= Tasks to perform =
- a) Answer these questions using the page on running .NET code analysis manually, one answer per line:
(i) When do Roslyn analyzers analyze C# or Visual Basic code by default?
(ii) What version of Visual Studio is needed to run code analysis manually?
(iii) By default, which files does live code analysis run analyzers on?
- b) Write what comes next in the page on running .NET code analysis manually, starting after its last sentence.

= Excerpt provided =
§

Run code analysis manually for .NET

Applies to: yesVisual Studio noVisual Studio for Mac

Note

This article applies to Visual Studio 2017. If you're looking for the latest Visual Studio documentation, see Visual Studio documentation. We recommend upgrading to the latest version of Visual Studio. Download it here

By default, .NET Compiler Platform ("Roslyn") analyzers analyze your C# or Visual Basic code as you type by doing live analysis, as well as during build. Hence, you would normally not require to manually trigger code analysis. However, there are some scenarios where you may want to manually trigger code analysis:

Note

Running code analysis manually requires Visual Studio 2019 version 16.5 or later

  • By default, live code analysis executes analyzers only for open files in Visual Studio. However, you may be interested in viewing code analysis warnings for all files in a specific project or solution. If so, you would want to trigger code analysis once on a project or a solution. Alternatively, you can enable continuous live code analysis to execute on entire solution. For more information, see How to: Configure live code analysis scope for managed code.

§

Dataset entries

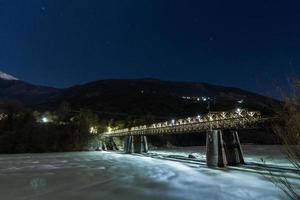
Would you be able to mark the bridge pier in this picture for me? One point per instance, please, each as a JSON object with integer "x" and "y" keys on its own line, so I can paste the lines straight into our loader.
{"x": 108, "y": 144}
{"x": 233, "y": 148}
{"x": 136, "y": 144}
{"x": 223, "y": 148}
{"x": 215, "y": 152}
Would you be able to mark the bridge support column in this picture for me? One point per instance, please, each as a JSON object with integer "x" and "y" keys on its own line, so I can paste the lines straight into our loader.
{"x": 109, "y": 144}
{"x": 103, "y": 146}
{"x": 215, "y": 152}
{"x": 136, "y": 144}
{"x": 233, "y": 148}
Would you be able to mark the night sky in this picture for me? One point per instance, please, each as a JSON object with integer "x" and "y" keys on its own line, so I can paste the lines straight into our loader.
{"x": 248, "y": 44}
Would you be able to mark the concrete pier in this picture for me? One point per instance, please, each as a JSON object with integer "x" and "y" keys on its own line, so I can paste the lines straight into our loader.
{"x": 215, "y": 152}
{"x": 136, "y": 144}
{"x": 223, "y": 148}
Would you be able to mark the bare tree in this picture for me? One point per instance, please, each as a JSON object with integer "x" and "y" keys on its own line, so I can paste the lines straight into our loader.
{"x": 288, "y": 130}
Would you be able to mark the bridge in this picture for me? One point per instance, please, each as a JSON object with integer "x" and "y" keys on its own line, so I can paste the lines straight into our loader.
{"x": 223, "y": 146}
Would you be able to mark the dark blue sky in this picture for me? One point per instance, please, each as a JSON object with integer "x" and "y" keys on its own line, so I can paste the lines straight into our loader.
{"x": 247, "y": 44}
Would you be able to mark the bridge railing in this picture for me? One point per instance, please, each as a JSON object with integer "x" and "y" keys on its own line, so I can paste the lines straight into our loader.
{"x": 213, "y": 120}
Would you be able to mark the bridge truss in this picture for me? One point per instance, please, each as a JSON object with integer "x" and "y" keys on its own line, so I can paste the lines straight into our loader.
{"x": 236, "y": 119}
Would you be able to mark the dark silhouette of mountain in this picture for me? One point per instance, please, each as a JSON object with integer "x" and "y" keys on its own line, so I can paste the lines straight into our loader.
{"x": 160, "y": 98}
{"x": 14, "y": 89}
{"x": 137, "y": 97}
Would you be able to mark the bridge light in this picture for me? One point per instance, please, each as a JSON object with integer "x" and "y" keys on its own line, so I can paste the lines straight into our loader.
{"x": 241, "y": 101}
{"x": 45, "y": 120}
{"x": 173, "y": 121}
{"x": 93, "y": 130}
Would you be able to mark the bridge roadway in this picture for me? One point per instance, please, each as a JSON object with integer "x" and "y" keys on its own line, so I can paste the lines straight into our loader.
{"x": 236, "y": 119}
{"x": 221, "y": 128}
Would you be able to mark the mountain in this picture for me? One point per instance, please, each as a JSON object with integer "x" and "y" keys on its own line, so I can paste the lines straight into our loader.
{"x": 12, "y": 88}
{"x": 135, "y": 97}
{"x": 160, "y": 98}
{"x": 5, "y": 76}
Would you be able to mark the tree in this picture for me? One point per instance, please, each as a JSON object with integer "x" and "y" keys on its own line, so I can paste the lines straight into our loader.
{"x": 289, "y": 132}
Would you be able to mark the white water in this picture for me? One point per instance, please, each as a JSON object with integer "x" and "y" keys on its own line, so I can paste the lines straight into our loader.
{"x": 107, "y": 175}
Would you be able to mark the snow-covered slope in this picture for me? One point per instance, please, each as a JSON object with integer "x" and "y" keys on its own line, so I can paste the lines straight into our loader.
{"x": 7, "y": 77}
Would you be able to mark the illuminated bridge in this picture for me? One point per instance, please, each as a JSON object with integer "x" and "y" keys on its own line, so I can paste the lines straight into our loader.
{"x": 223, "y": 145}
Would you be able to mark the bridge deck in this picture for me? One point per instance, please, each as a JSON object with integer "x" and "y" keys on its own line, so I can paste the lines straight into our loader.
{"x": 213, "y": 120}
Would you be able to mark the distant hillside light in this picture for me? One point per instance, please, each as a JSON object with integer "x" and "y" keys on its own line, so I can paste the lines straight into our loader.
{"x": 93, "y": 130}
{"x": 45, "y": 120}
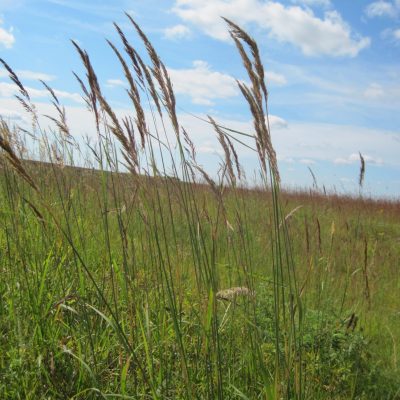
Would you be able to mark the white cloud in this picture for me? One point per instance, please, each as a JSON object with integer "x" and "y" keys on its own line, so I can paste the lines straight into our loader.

§

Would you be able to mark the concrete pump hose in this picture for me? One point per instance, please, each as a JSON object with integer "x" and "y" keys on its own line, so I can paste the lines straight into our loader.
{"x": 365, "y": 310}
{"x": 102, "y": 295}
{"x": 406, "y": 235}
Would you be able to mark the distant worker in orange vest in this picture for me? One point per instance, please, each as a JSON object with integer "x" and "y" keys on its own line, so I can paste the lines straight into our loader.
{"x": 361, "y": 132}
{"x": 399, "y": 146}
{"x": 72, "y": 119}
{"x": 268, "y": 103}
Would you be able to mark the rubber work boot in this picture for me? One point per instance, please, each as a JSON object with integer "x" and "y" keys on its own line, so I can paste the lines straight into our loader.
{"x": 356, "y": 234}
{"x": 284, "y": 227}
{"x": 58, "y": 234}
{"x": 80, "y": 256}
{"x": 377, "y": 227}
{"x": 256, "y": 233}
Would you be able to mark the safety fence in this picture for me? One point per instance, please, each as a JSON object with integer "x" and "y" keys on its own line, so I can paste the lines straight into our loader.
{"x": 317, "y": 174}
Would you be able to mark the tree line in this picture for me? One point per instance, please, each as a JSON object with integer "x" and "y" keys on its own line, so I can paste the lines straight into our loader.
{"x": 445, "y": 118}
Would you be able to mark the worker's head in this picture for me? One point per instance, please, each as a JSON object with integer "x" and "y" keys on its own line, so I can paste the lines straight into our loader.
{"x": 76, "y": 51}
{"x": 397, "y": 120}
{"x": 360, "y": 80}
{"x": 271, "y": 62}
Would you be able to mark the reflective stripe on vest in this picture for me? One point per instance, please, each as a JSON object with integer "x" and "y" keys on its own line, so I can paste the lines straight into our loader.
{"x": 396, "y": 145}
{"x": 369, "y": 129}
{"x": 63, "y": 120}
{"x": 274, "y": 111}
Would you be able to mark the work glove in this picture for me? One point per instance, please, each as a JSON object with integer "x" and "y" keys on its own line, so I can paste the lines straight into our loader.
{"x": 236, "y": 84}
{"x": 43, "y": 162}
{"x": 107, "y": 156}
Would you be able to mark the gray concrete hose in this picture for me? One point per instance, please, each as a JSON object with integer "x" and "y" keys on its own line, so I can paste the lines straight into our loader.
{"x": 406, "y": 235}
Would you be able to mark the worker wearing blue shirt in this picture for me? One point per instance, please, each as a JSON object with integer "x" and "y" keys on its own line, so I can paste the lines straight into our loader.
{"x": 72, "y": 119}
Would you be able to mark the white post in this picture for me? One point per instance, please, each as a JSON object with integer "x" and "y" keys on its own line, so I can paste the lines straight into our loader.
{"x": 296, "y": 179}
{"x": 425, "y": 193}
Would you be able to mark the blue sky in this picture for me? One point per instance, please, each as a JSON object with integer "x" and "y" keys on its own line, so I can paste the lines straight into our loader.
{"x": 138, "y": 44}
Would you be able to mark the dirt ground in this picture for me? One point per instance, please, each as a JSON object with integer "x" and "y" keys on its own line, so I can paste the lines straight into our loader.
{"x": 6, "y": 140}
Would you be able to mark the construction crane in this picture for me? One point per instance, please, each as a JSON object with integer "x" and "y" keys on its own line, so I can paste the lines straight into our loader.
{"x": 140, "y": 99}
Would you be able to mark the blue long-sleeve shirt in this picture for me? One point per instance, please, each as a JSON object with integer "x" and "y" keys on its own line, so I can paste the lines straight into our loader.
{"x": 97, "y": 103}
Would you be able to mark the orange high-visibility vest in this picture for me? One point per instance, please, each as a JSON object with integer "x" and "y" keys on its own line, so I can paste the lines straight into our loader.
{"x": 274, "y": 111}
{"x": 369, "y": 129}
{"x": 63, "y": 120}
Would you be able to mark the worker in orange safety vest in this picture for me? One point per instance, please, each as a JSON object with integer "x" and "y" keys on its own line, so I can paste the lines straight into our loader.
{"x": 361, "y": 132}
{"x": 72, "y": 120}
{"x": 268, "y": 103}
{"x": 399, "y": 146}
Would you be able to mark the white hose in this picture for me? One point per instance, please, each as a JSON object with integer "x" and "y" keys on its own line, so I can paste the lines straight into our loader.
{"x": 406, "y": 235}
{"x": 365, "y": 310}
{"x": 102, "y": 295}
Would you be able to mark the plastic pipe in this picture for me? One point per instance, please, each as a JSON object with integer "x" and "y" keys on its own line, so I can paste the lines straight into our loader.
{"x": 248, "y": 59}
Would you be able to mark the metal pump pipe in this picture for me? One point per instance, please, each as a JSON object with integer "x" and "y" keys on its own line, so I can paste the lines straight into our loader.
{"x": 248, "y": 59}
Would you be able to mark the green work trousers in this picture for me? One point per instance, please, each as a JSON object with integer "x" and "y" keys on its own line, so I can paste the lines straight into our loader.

§

= Responses in order =
- a)
(i) As you type (live analysis) and during build
(ii) Visual Studio 2019 version 16.5 or later
(iii) Only files that are open in Visual Studio

- b)
  • You may prefer on-demand code analysis execution workflow over continuous live analysis or build-time analysis. If so, you can disable analyzer execution during live analysis and/or build. For information about disabling analysis, see How to disable source code analysis. Then you would want to manually trigger code analysis once on a project or a solution.

Run code analysis manually

  1. In Solution Explorer, select the project.

  2. On the Analyze menu, select Run Code Analysis on Project Name.

Code analysis will start executing in the background. You should see the message Running code analysis for <project>... in the Visual Studio status bar towards the bottom-left corner. Once code analysis completes, the status message will change to Code analysis completed for <project>. Error list will soon refresh with all code analysis diagnostics.